• Given request
Please copy out the listing below, changing every "List all matches" to "Report every match" and leaving everything else as it is.

** begin Supplied data **

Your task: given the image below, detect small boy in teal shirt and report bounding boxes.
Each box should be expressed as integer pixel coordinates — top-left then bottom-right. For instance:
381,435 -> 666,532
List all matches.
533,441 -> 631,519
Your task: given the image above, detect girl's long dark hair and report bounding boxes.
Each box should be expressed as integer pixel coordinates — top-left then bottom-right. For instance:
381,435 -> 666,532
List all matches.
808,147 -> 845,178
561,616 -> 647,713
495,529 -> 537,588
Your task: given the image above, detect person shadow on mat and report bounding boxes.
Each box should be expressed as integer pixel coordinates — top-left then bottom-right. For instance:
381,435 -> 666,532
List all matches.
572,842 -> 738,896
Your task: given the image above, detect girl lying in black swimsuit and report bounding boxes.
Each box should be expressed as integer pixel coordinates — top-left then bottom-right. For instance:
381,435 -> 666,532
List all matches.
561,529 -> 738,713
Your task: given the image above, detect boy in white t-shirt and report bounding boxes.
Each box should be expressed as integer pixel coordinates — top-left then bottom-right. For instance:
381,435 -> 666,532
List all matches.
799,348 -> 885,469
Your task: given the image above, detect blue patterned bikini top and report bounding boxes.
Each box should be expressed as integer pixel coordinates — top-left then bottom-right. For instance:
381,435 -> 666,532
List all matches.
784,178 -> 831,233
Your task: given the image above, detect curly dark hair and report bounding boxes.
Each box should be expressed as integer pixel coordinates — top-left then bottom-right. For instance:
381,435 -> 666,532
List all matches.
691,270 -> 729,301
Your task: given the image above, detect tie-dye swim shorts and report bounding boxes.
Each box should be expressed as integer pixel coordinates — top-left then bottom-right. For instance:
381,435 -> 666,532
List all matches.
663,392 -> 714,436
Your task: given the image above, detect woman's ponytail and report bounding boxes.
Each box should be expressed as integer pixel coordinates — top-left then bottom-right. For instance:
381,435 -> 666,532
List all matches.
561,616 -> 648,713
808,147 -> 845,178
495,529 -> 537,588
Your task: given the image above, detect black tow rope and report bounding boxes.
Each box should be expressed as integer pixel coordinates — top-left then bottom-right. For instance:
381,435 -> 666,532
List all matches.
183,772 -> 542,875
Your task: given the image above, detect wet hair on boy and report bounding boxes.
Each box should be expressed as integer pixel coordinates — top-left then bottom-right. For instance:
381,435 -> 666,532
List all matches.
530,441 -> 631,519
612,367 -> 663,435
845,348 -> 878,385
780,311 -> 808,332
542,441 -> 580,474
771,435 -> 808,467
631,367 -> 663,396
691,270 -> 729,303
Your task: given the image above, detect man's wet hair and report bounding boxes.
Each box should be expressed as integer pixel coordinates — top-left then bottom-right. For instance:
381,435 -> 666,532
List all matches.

** end Supplied data **

• Output for this exercise
Your task: given the image below, detect small boy in teal shirt and report bounding boxes.
Each box should be expressed as integer pixel coordinates — top-left then bottom-right. For instance:
381,435 -> 666,532
Report every match.
533,441 -> 631,519
Your task: given the image above, detect girl's long dark hair and report bounding boxes.
Each box should be expressed as integer pixel coordinates — top-left then bottom-right. For instance:
381,435 -> 666,532
Report every match.
808,147 -> 845,178
561,616 -> 647,713
495,529 -> 537,588
Your task: given the image above, detect person shadow on mat and report bounding boxes.
Each box should be expressed as integer pixel coordinates — top-left then bottom-right. For instance:
381,435 -> 666,532
Report every match.
572,842 -> 738,896
Your task: given the image above, detect girl lying in black swimsuit and report bounding boxes.
Each box should be expressed as integer pixel coordinates — top-left then bottom-right. For instance:
381,435 -> 666,532
Report every match.
561,529 -> 738,713
Your task: given the image above, detect boy in white t-shirt and report bounding boxes.
Each box should be expressed as integer pixel coordinates — top-left then bottom-right. For instance:
381,435 -> 666,532
Report every match.
799,348 -> 885,469
Your task: given the image above, detect blue patterned bikini top and report bounding boxes.
Each box should be expressed as integer pixel coordinates — top-left then bottom-right. For instance:
381,435 -> 666,532
Report every match.
784,178 -> 831,233
Your task: given the image above, detect curly dark hair and report bounding boxes.
Each box should be expressed as integer pixel coordinates — top-left then bottom-right. For instance:
381,435 -> 666,532
Report every match.
691,270 -> 729,301
Your task: given the image above, detect tie-dye swim shorts and report bounding boxes.
Each box should be expressed as integer pixel coordinates — top-left then bottom-right. For instance:
381,435 -> 666,532
Report every match.
663,392 -> 714,436
Your task: given the image above, detect woman's ponytail and report bounding boxes.
Each box should be expressed as integer pixel coordinates — top-left then bottom-right. For instance:
381,435 -> 666,532
Report every match.
561,616 -> 648,713
808,147 -> 845,178
495,529 -> 537,588
Your task: given the image above, detect black tow rope and report bounding boxes.
Each box should be expressed as integer pixel coordinates — top-left then bottom-right. For instance:
381,435 -> 666,532
Report every match.
183,772 -> 542,875
Your task: given the image above, detect wet hair on boy and report bounding boxes.
Each box should be expressed as integer pixel coordinates — top-left then bottom-right. For instance:
381,435 -> 666,532
Report every match.
530,441 -> 631,519
612,367 -> 663,435
845,348 -> 878,385
780,311 -> 808,332
542,441 -> 580,474
771,435 -> 808,467
631,367 -> 663,396
691,270 -> 729,303
Your task: given the image above, detect man's wet hair and report bounding boxes.
Each box should be expressed as integer pixel coordinates — top-left then bottom-right. For instance:
381,435 -> 666,532
Report every match.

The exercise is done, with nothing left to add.